**AIM OF THE TASK**
Without the images, repeat every line of the listing verbatim.

**EXTRACTED DATA**
BEGIN

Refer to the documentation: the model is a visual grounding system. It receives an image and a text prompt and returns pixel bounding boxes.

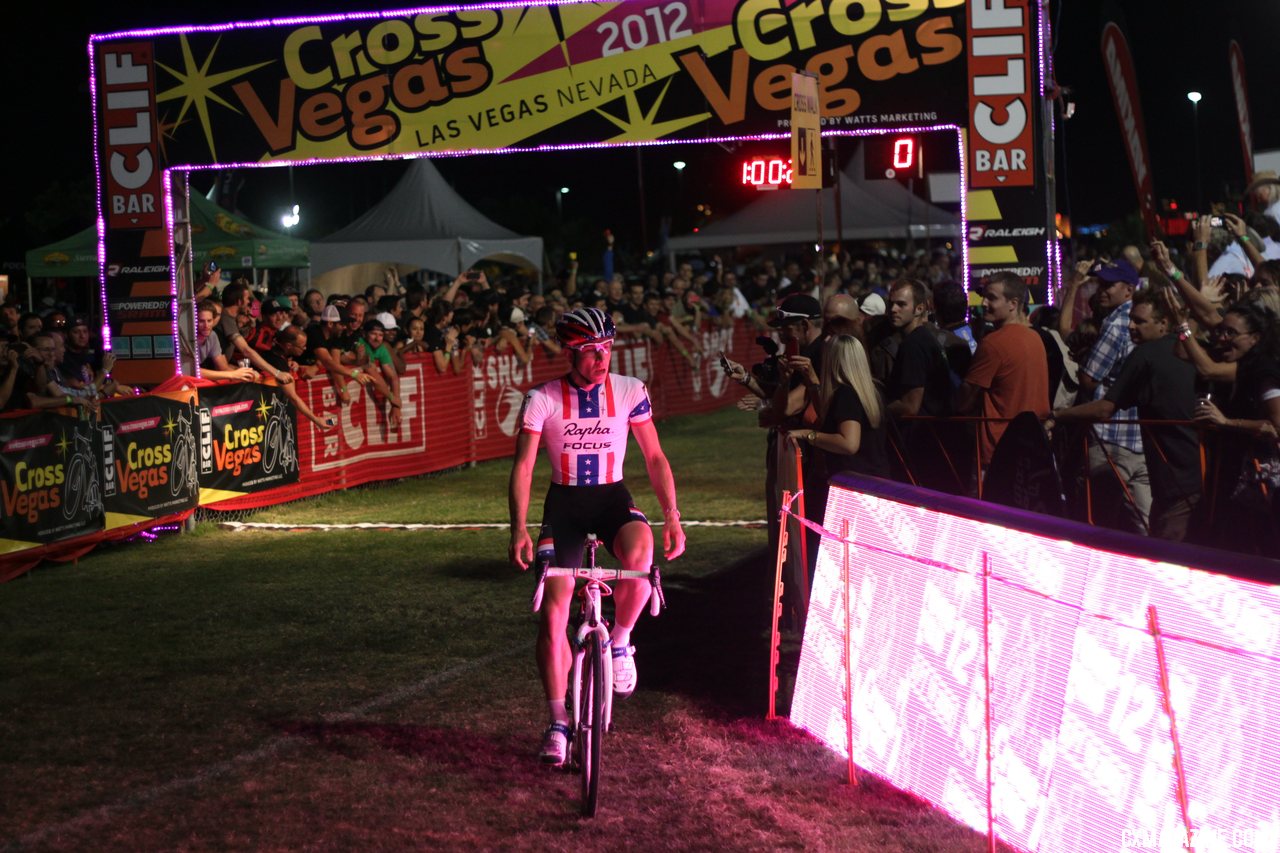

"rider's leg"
[609,520,655,644]
[536,575,575,717]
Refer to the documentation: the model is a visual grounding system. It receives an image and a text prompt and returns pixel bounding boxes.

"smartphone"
[569,251,578,261]
[465,270,480,280]
[784,338,800,359]
[718,350,731,372]
[206,260,218,273]
[1209,216,1225,227]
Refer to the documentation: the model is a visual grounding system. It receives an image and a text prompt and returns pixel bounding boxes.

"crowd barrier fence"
[0,320,758,581]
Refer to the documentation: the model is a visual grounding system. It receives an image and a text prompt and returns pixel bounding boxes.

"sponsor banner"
[197,383,300,501]
[966,180,1053,298]
[1100,21,1159,237]
[96,41,164,230]
[94,1,969,167]
[100,395,200,520]
[1228,40,1254,181]
[790,72,821,190]
[967,0,1035,188]
[0,412,104,552]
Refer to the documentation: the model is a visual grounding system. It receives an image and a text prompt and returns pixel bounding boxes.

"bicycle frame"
[531,537,665,743]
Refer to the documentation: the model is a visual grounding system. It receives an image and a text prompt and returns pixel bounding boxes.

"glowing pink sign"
[792,480,1280,852]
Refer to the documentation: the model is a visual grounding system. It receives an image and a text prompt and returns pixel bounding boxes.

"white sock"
[611,627,631,650]
[548,699,568,725]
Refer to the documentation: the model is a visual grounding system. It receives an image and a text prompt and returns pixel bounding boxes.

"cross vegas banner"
[0,412,104,553]
[100,395,200,521]
[196,383,300,502]
[96,0,972,168]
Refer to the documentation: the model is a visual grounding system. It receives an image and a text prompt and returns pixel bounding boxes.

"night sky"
[3,0,1277,269]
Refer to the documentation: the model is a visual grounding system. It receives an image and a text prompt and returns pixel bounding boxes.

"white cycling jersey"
[520,373,653,486]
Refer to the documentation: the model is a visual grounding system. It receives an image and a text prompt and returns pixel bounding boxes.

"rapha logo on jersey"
[968,225,1046,241]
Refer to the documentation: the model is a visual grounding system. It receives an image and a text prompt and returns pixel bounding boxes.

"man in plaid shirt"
[1079,259,1150,533]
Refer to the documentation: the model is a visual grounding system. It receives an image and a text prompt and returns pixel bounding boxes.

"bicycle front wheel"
[580,633,605,817]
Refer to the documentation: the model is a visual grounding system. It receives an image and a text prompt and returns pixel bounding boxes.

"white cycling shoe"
[539,722,571,766]
[611,644,638,699]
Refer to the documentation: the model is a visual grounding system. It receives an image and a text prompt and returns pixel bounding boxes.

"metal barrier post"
[767,490,790,721]
[982,552,995,853]
[1147,605,1196,852]
[793,446,810,615]
[843,517,857,786]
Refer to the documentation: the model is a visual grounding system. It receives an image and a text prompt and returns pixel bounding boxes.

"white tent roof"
[667,145,958,252]
[310,159,543,278]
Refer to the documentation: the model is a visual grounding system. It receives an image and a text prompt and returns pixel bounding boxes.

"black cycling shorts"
[538,481,649,568]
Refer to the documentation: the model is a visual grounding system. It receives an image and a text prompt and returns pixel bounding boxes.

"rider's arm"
[508,430,540,569]
[631,419,686,560]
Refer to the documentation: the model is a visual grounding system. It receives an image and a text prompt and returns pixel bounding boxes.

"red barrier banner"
[203,321,759,510]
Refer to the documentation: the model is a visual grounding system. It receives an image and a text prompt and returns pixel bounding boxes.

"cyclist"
[509,307,685,766]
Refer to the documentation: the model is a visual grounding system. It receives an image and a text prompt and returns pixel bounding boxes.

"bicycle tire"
[580,634,605,817]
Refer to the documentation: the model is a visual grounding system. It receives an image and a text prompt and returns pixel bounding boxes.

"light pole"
[1187,91,1202,214]
[672,161,686,229]
[555,186,569,220]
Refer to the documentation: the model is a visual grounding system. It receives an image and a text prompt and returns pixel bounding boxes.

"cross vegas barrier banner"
[0,412,105,554]
[196,383,300,503]
[100,395,200,523]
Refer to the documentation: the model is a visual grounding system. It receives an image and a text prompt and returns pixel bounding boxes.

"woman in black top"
[794,334,890,479]
[1178,301,1280,557]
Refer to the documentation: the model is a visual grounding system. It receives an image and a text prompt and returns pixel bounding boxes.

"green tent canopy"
[25,194,309,278]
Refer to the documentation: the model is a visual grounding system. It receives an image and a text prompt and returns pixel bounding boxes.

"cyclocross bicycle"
[531,534,665,817]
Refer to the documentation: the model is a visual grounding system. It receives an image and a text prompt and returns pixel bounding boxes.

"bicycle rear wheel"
[579,634,605,817]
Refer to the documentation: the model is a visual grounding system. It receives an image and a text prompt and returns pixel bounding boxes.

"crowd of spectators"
[7,170,1279,562]
[708,172,1280,563]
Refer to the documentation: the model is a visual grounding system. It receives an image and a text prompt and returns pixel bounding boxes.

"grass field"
[0,407,999,851]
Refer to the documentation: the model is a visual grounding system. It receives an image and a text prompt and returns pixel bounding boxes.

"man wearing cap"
[216,282,296,386]
[1077,258,1150,533]
[373,311,407,375]
[1247,170,1280,229]
[309,303,373,405]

END

**EXERCISE SOLUTION**
Refer to the documentation: the model is a visual grounding system. It receives an image and a text prompt and returns pixel bounding boxes.


"rider's leg"
[609,520,655,644]
[536,575,575,717]
Refer to the documentation: the model is a visual grounding system. It receives an image and a text prompt and returns pixel bounding boxes.

"smartphone"
[569,251,578,261]
[465,270,480,280]
[784,338,800,359]
[718,350,731,372]
[206,260,218,273]
[1209,216,1225,227]
Refer to the documentation: the model is a visual grounding system. It receives an image and a text prompt and returns pixel bounding boxes.

"crowd barrier fence"
[0,320,758,581]
Refer to the documentation: the model is a visual grounding system. It receives an image and a text prompt and returns pixel bounding boxes.

"sponsor banner"
[197,383,300,501]
[966,180,1053,298]
[1100,21,1159,237]
[96,41,164,230]
[94,1,969,167]
[100,395,200,520]
[1228,40,1254,181]
[790,72,821,190]
[967,0,1035,188]
[0,412,104,552]
Refer to the documentation: the model is a visual grounding system. It receives an image and a text prompt and returns pixel bounding boxes.

"bicycle frame"
[531,537,665,743]
Refer to the documentation: the model is a visual grounding system. It receives an image and a text prompt and returns pixel bounding boxes.

"glowing pink sign"
[792,480,1280,852]
Refer to the documentation: the model is a visual grounding system. It receives an image and a text prompt and returns pixel bounding boxes.

"white sock"
[611,627,631,650]
[548,699,568,725]
Refer to the documentation: the model is a visual grounding system. It receives an image and a text prompt and returns pixel bounding boxes.

"cross vegas banner"
[0,412,104,553]
[100,395,200,521]
[196,383,300,502]
[96,0,972,168]
Refer to the documentation: the model is a visual grounding system. It receives an image and a text prompt and returns pixel bounding boxes.

"night sky"
[3,0,1277,269]
Refer to the documentation: the model is a visual grounding system. It receives an image and a text prompt and returns pixel bounding boxes.

"white cycling jersey"
[520,373,653,486]
Refer to the documentation: the model is a visual grounding system. It receives an image and a text prompt and returns pixel bounding boxes.

"rapha logo on jersey"
[968,225,1046,241]
Refer to the documentation: the model is a visual grounding system. It receives an image and a text prompt and returns pixel bounding boxes.

"man in plaid shirt"
[1079,259,1150,533]
Refer to the documentation: the model is a visual grounding system. It receives an image and a text prompt and returns pixel bounding boxes.

"bicycle front wheel"
[580,633,605,817]
Refer to the documentation: the model is a visual grounding system. It receives an image and a text prompt and returns pixel bounding boxes.

"white cycling shoe"
[539,722,571,766]
[611,644,638,699]
Refer to the documentation: the model is a visual grounding system. It receives an image and a text prompt and returns pixel bounding boxes.

"metal barrier post"
[767,490,790,721]
[982,552,995,853]
[1147,605,1196,852]
[793,446,810,615]
[843,517,857,786]
Refer to the documentation: the model is a visual grounding system. It receives an image and a text prompt and returns pixel bounding boxes.

"white tent roof"
[667,145,958,252]
[310,159,543,278]
Refer to the documentation: the model is a visual grounding system. It receives an image and a text prompt and returns pixel bounding boxes.

"black cycling shorts"
[538,481,649,568]
Refer to the documentation: the model is a visual grounding system. It receives an image and a text prompt and returns pixel bounding boxes.

"rider's arm"
[508,430,540,569]
[631,419,686,560]
Refer to the documentation: the model is a visual grounding system. It receives an image and a text prompt and returns pixel bounding boxes.

"red barrier banner"
[203,321,759,510]
Refer to the documentation: the model is a visual grounding system. It receives an image and a text prompt and returns pixel bounding boxes.

"cyclist"
[509,307,685,766]
Refer to the documentation: the model is a visual grounding system. It receives an image and a text prompt and returns pixel bounding boxes.

"bicycle tire"
[580,634,605,817]
Refer to the documentation: the model is a visual grounding system. It receives an image and a text prompt and returns pixel bounding boxes.

"light pole"
[1187,91,1202,214]
[672,161,686,229]
[555,186,569,220]
Refer to the documentation: the model is a visual grounding system. It receives an image and a text prompt and returns pixel bounding boxes.

"cross vegas barrier banner"
[0,412,105,554]
[196,383,300,503]
[100,395,200,523]
Refer to the documentation: the model is a visual grounding system. It receives an image and a text prompt and returns pixel bounding boxes.

"woman in black top"
[794,334,890,479]
[1178,301,1280,557]
Refer to the documentation: the model is a visual grounding system. It receives an image and a text prompt and returns pixel bounding boxes.

"green tent canopy"
[25,194,309,278]
Refer to the documentation: the model is a visual grounding system. It receives an image and a text prompt and returns pixel bounding boxes.

"cyclocross bicycle"
[531,534,665,817]
Refer to the documentation: the model is a visual grounding system. It receives an image and a text prompt and returns pixel bounding boxes.

"bicycle rear wheel"
[579,634,605,817]
Refer to the documentation: the model is a visual grounding system. It receives an image and a text prompt and returns pixel bounding boxes.

"crowd of spectators"
[7,170,1279,562]
[708,172,1280,563]
Refer to the documentation: the model is a visual grounding system. It receives an image and a text prompt and returns pixel bounding boxes.

"grass field"
[0,407,999,851]
Refer to the documentation: the model is a visual grounding system. It receives an image and a text prompt and returns pixel bounding boxes.

"man wearing cap"
[216,282,296,386]
[1077,258,1150,533]
[373,311,407,375]
[1247,170,1280,229]
[309,303,373,405]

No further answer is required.